[Selected passage — start]

A bespoke approach to meeting client goals

Shared from the 3/26/2021 The Age Digital Edition eEdition

This community-based NDIS provider tailors its services to the unique needs of the individual.

Joe Smith is a multi-talented musician. He plays drums, guitar and sings and each year during the ANZAC commemorations in Castlemaine you’ll spot him as lead drummer, or you may catch him in the Bendigo Scottish Marching Band.

He has other interests outside of music, playing pool, bowls and ten-pin bowling. He volunteers with the local radio station and he also works. It’s a full and busy life he leads and he loves being an active part of the community in central Victoria.

All of this has been made possible by Windarring, a community-based organisation committed to eliminating barriers to participation, inclusion and acceptance for people with disabilities in their local community.

“We’re centred around what the client wants to achieve in life,” says CEO Vicki Poxon. Helping clients access the NDIS, Windarring can then assist clients to get involved in fun activities, learning to do things on their own, gaining skills for independent living or getting job qualifications.

“Our clients’ goals are very varied and individualised,” says Poxon, adding that being one of the smaller services enables them to offer a more bespoke approach to meeting each client’s unique needs and desires. “So our role then is to make sure that we’re following those plans that the client wants, and that the client has input that they are achieving what they want to achieve,” she says.

To that end, Windarring employs a team of skilled and qualified disability support workers, who offer one-on-one support, group activities or a combination of both to individuals and their parents and carers in the Macedon Ranges, Mount Alexander shires and Kyneton, Castlemaine, Gisborne and Bendigo.

Joe Smith, one of their many success stories, is employed at the Castlemaine Recycle shop.

“I open the shop, I help serve customers and I set up the till and I help price the stock and put it in the shop,” he says. For him, the best thing about the job is the level of responsibility he now has because he’s mastered the point of sale system. “I can now teach other people how to use it, which is really good for me. It makes me say to myself that I’ve actually accomplished something,” he says.

[Selected passage — finish]
[Information shown — start]

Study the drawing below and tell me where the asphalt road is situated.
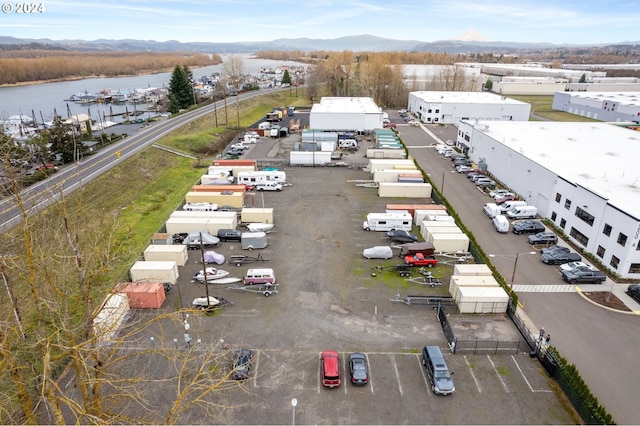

[Information shown — finish]

#### Work request A:
Answer these questions from the Windarring article, one per line:
(i) Who is the CEO of Windarring?
(ii) What marching band might Joe Smith be found playing in?
(iii) At which shop is Joe Smith employed?
#### Work request B:
Turn the paragraph of the Windarring article that begins "To that end, Windarring employs" into a short list that keeps its main facts.
#### Work request C:
Write out the stretch of the Windarring article from "All of this" through "getting job qualifications.".
The lines are separate material and unrelated to the Windarring article.

#### Answer box A:
(i) Vicki Poxon
(ii) The Bendigo Scottish Marching Band
(iii) The Castlemaine Recycle shop

#### Answer box B:
- Staff: skilled, qualified disability support workers
- Support offered: one-on-one, group activities, or both
- Who it serves: individuals and their parents and carers
- Areas: the Macedon Ranges and Mount Alexander shires, and Kyneton, Castlemaine, Gisborne and Bendigo

#### Answer box C:
All of this has been made possible by Windarring, a community-based organisation committed to eliminating barriers to participation, inclusion and acceptance for people with disabilities in their local community.

“We’re centred around what the client wants to achieve in life,” says CEO Vicki Poxon. Helping clients access the NDIS, Windarring can then assist clients to get involved in fun activities, learning to do things on their own, gaining skills for independent living or getting job qualifications.